▶ [Supplied passage]
* START *

Bayes Server has an advanced library (API) for Bayesian networks which can be called by .NET languages such as C#, F#, VB.NET, managed C++, and many others. In this article we list some tips for writing numerical code in .NET languages. The tips are not specific to the Bayes Server API, but apply to writing numerical .NET code in general. In fact, many of the tips apply to other languages also. Many tips are accompanied by C# source code.

We do not consider performance issues in this article, but rather things to watch out for.

Divide by zero
Signed zero
Infinity
Rounding errors
Numerical equality
Not a number (NaN)
Epsilon
Big numbers
Checked arithmetic

Divide by zero

Calculations involving floating point numbers do not raise exceptions, but those involving integer data types can.

To illustrate this, see the code below, where we divide a number by zero, first using floating point numbers and then integers. With floating point numbers the answer is +Infinity if the numerator is positive, -Infinity if the numerator is negative and NaN if the numerator is zero, while with integers a DivideByZero exception is raised.

* END *

▶ [Given material]
* START *

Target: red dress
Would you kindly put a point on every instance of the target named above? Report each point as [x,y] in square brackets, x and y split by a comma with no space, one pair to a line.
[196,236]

* END *

▶ [Prompt] Print the passage on numerical .NET code word for word, from "Bayes Server has" to "watch out for.". The data has no role here.

▶ [Complete answer]
Bayes Server has an advanced library (API) for Bayesian networks which can be called by .NET languages such as C#, F#, VB.NET, managed C++, and many others. In this article we list some tips for writing numerical code in .NET languages. The tips are not specific to the Bayes Server API, but apply to writing numerical .NET code in general. In fact, many of the tips apply to other languages also. Many tips are accompanied by C# source code.

We do not consider performance issues in this article, but rather things to watch out for.